[[ PASSAGE PROVIDED open ]]
In America, Musiques de plein air was first heard at two Boston Symphony Orchestra concerts in March 1919 under the direction of the French composer-conductor Henri Rabaud.
I have been unable to find evidence of any other performances of the work by American orchestras in the 100+ years since then — nor have I found any instances of the piece being performed anywhere else in the world in recent decades.Perhaps unsurprising for such a rare work, Musiques de plein air has never been recorded commercially, either. However, we are fortunate that the first movement of the suite — La Procession dans la montagne — was selected by Maestro Inghelbrecht as one of five of Schmitt’s compositions the conductor led at a French National Radio Orchestra memorial concert presented on October 9, 1958, approximately two months following Schmitt’s death.
What’s more, we are able to hear that ORTF broadcast performance here. (For better audio quality, the performance has also been released by Forgotten Records as part of a disk that includes other music by Florent Schmitt as well as Claude Debussy.)
When you listen to this movement, the music clearly sounds like early Schmitt — yet it also exhibits a number of the “trademarks” that would come to characterize the composer’s recognizable style — from the opening English horn solo to the chromatic orchestral writing and the passionate tutti climaxes. As the American music critic Steven Kruger has remarked:
“Early pieces reveal temperament. We don’t always associate serenity and affection with Florent Schmitt’s blockbuster reputation; yet this music is loving and mild-mannered, swirling and daring, and convincingly Teutonic by turns — all parts of the Schmitt recipe to the very end.”
Clearly, Musiques de plein air is a composition that is worthy of revival — particularly now that the score has gone into the public domain and is available for purchase or rental at a very reasonable cost.
[[ PASSAGE PROVIDED closed ]]
[[ RECORDS open ]]
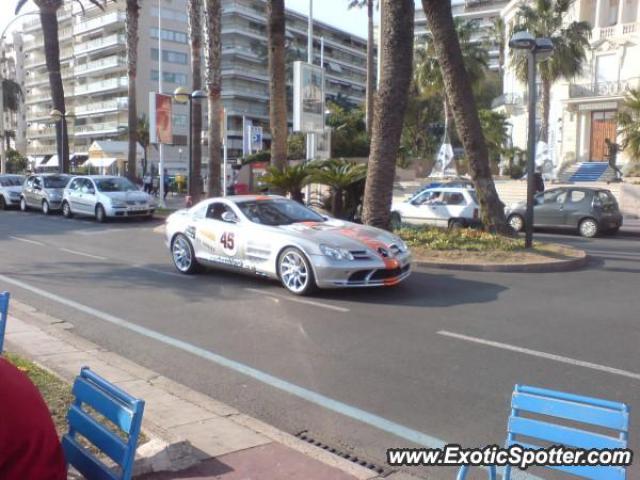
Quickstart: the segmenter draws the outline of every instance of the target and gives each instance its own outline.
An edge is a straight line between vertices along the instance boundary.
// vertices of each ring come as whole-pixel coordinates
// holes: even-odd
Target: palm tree
[[[367,7],[367,19],[368,19],[368,34],[367,34],[367,99],[366,109],[367,112],[367,133],[371,135],[371,125],[373,125],[373,97],[375,95],[375,41],[373,38],[373,7],[374,0],[348,0],[349,8],[363,8]]]
[[[136,92],[136,77],[138,74],[138,21],[140,19],[140,5],[138,0],[127,0],[125,29],[127,32],[127,105],[129,148],[127,156],[127,177],[136,177],[136,162],[138,148],[138,107]]]
[[[634,162],[640,161],[640,89],[630,90],[618,113],[619,133],[622,148],[627,150]]]
[[[363,163],[327,160],[312,174],[312,180],[331,188],[331,215],[341,218],[346,190],[366,176],[367,166]]]
[[[291,195],[296,202],[303,203],[302,188],[311,181],[313,167],[306,162],[298,165],[287,166],[280,170],[275,166],[267,169],[266,175],[261,179],[267,187]]]
[[[29,0],[18,0],[15,14],[18,15],[22,7]],[[82,8],[81,0],[75,0]],[[88,0],[98,8],[104,7],[98,0]],[[58,38],[58,10],[62,8],[64,0],[33,0],[40,13],[42,35],[44,37],[44,56],[49,73],[49,89],[53,108],[63,114],[60,122],[56,122],[56,138],[58,139],[58,158],[62,165],[62,171],[69,172],[69,129],[67,128],[66,108],[64,101],[64,86],[60,73],[60,41]]]
[[[191,91],[202,90],[202,2],[189,0],[189,44],[191,47]],[[202,192],[202,104],[193,102],[191,110],[191,152],[193,163],[189,187],[193,203],[200,201]]]
[[[220,195],[220,113],[222,110],[222,8],[221,0],[204,0],[205,68],[209,104],[209,181],[210,197]],[[226,175],[226,172],[225,172]]]
[[[269,124],[271,165],[283,170],[287,165],[287,78],[285,66],[284,0],[267,1],[269,39]]]
[[[382,65],[374,105],[363,221],[389,227],[396,157],[413,70],[413,0],[382,0]]]
[[[504,217],[504,205],[498,198],[491,176],[489,152],[451,14],[451,0],[422,0],[422,7],[431,27],[444,91],[451,104],[458,136],[464,146],[476,187],[482,222],[490,231],[510,234],[511,230]]]
[[[534,37],[550,38],[553,52],[538,67],[542,90],[542,125],[540,140],[549,138],[549,112],[551,106],[551,86],[560,80],[570,80],[580,75],[587,58],[591,25],[588,22],[573,21],[565,24],[564,19],[571,8],[572,0],[535,0],[522,3],[516,14],[514,32],[526,30]],[[527,81],[527,57],[515,55],[511,50],[511,59],[515,65],[516,76]]]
[[ RECORDS closed ]]
TASK 1:
Answer these questions from the passage on Musiques de plein air.
(a) Who conducted the work's first American performances in March 1919?
(b) On what date did the French National Radio Orchestra memorial concert take place?
(c) Which instrument plays the solo that opens the first movement?
TASK 2: Translate this sentence from the passage on Musiques de plein air into Spanish: "Perhaps unsurprising for such a rare work, Musiques de plein air has never been recorded commercially, either."
TASK 3: Proceed with the passage on Musiques de plein air, writing on from its last sentence.

EXERCISE OUTPUT 1:
(a) Henri Rabaud
(b) October 9, 1958
(c) The English horn

EXERCISE OUTPUT 2: Como quizá era de esperar en una obra tan poco frecuente, Musiques de plein air tampoco ha sido grabada nunca comercialmente.

EXERCISE OUTPUT 3:
It’s also a piece that cries out for its first commercial recording. One conductor who has expressed interest in doing so is the American music director JoAnn Falletta. In fact, this work had been selected for inclusion on Maestra Falletta’s second recording of Florent Schmitt’s works on the NAXOS label (released in 2020) — a plan that couldn’t be realized due to the timing limitations on the CD. She says of the music:
“Musiques de plein air is a piece that has intrigued me for a long while. I am always moved by the evocative beauty Florent Schmitt creates when inspired by nature — a strong force in his creative output — and in this work he sets three beautiful scenes inspired by his Prix de Rome period that must be heard in their orchestral garb.
Schmitt lavished his color magic, including his particular love for the English horn, on the music. The result is three gorgeous landscapes which capture that special period in his life. I continue to look for the opportunity to perform and record this unjustly neglected jewel.”
Here’s hoping that in addition to Maestra Falletta, other advocates for Florent Schmitt’s music — Leon Botstein, Lionel Bringuier, Paul Daniel, Stéphane Denève, Fabien Gabel, Sascha Goetzel, Jacques Mercier and Yan-Pascal Tortelier among them — will be inspired to investigate this score and finally bring Musiques de plein air into the bright light of today.